**PROBLEM DESCRIPTION**
Return the records exactly as they are.

◇ ◇ ◇

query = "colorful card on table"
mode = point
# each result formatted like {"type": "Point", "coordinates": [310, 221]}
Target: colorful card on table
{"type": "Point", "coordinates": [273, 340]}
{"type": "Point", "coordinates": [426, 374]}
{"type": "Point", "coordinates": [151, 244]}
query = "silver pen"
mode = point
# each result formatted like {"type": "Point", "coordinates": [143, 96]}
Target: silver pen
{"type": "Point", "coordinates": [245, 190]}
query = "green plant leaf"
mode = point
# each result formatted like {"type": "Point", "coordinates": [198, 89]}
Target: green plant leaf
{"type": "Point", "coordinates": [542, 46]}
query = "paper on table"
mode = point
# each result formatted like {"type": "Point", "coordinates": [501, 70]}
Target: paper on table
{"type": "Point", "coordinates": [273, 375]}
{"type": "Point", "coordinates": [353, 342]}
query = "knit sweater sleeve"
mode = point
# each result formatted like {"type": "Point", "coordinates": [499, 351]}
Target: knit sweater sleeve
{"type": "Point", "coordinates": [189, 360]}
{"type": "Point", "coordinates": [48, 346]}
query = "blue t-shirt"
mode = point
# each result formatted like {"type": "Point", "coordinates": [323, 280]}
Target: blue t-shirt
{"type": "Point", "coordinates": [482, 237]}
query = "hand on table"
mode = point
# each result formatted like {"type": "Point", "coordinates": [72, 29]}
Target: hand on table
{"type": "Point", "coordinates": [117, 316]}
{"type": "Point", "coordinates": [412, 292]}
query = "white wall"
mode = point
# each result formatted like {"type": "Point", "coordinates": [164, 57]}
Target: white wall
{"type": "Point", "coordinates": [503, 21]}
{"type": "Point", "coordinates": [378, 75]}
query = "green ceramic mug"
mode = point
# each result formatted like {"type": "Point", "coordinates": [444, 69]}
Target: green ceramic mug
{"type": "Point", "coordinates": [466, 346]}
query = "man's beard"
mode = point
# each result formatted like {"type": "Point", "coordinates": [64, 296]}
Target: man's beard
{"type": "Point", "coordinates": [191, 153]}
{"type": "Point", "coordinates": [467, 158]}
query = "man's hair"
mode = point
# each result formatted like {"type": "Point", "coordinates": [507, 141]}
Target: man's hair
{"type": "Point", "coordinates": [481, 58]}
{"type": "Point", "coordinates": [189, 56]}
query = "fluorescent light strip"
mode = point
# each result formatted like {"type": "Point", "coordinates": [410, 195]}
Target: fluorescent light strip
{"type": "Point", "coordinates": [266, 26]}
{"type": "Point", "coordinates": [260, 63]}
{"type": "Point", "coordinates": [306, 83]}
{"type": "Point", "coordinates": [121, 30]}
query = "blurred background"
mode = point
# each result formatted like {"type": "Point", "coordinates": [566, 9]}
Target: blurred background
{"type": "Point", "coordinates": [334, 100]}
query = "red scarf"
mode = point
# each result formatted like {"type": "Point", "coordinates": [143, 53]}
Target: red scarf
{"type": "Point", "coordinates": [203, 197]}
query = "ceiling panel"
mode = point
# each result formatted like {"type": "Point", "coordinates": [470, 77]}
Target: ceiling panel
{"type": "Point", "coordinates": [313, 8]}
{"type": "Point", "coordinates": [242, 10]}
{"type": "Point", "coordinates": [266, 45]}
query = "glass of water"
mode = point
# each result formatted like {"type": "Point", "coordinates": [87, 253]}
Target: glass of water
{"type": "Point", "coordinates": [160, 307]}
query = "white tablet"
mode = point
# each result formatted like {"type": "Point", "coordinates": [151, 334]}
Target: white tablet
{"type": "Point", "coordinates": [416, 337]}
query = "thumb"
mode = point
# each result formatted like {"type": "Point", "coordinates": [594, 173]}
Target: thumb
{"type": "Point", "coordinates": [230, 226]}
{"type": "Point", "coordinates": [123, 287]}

◇ ◇ ◇

**FINISHED ANSWER**
query = "colorful card on table"
mode = point
# each result formatted like {"type": "Point", "coordinates": [310, 221]}
Target: colorful card on table
{"type": "Point", "coordinates": [273, 340]}
{"type": "Point", "coordinates": [426, 374]}
{"type": "Point", "coordinates": [151, 244]}
query = "silver pen"
mode = point
# each result formatted like {"type": "Point", "coordinates": [143, 96]}
Target: silver pen
{"type": "Point", "coordinates": [245, 190]}
query = "green plant leaf"
mode = point
# each result formatted like {"type": "Point", "coordinates": [198, 89]}
Target: green plant leaf
{"type": "Point", "coordinates": [542, 46]}
query = "paper on table"
mode = point
# each result formatted like {"type": "Point", "coordinates": [501, 70]}
Target: paper on table
{"type": "Point", "coordinates": [273, 375]}
{"type": "Point", "coordinates": [353, 342]}
query = "knit sweater sleeve"
mode = point
# each result formatted like {"type": "Point", "coordinates": [499, 351]}
Target: knit sweater sleeve
{"type": "Point", "coordinates": [189, 360]}
{"type": "Point", "coordinates": [48, 346]}
query = "blue t-shirt"
mode = point
# each result formatted like {"type": "Point", "coordinates": [323, 280]}
Target: blue t-shirt
{"type": "Point", "coordinates": [482, 237]}
query = "hand on table"
mode = point
# each result formatted like {"type": "Point", "coordinates": [72, 29]}
Target: hand on table
{"type": "Point", "coordinates": [117, 316]}
{"type": "Point", "coordinates": [412, 292]}
query = "white wall"
mode = point
# each result formatted like {"type": "Point", "coordinates": [164, 57]}
Target: white wall
{"type": "Point", "coordinates": [503, 21]}
{"type": "Point", "coordinates": [378, 75]}
query = "green ceramic mug"
mode = point
# each result formatted like {"type": "Point", "coordinates": [444, 69]}
Target: green ceramic mug
{"type": "Point", "coordinates": [466, 346]}
query = "man's beard"
mode = point
# each result formatted like {"type": "Point", "coordinates": [64, 296]}
Target: man's beard
{"type": "Point", "coordinates": [191, 153]}
{"type": "Point", "coordinates": [467, 158]}
query = "man's hair"
mode = point
# each result formatted like {"type": "Point", "coordinates": [507, 141]}
Target: man's hair
{"type": "Point", "coordinates": [481, 58]}
{"type": "Point", "coordinates": [189, 56]}
query = "fluorescent light strip"
mode = point
# each result formatted like {"type": "Point", "coordinates": [410, 195]}
Target: fluorescent light strip
{"type": "Point", "coordinates": [266, 26]}
{"type": "Point", "coordinates": [260, 63]}
{"type": "Point", "coordinates": [306, 83]}
{"type": "Point", "coordinates": [121, 30]}
query = "blurred background"
mode = point
# each result formatted like {"type": "Point", "coordinates": [566, 9]}
Target: blurred background
{"type": "Point", "coordinates": [334, 100]}
query = "red scarf"
mode = point
# each result formatted like {"type": "Point", "coordinates": [143, 53]}
Target: red scarf
{"type": "Point", "coordinates": [203, 197]}
query = "ceiling panel"
mode = point
# each result formatted like {"type": "Point", "coordinates": [470, 77]}
Target: ceiling panel
{"type": "Point", "coordinates": [313, 8]}
{"type": "Point", "coordinates": [242, 10]}
{"type": "Point", "coordinates": [266, 45]}
query = "glass of water"
mode = point
# each result formatted like {"type": "Point", "coordinates": [87, 253]}
Target: glass of water
{"type": "Point", "coordinates": [160, 307]}
query = "white tablet"
mode = point
# each result formatted like {"type": "Point", "coordinates": [151, 334]}
Target: white tablet
{"type": "Point", "coordinates": [416, 337]}
query = "thumb"
mode = point
# each result formatted like {"type": "Point", "coordinates": [594, 173]}
Target: thumb
{"type": "Point", "coordinates": [230, 226]}
{"type": "Point", "coordinates": [123, 287]}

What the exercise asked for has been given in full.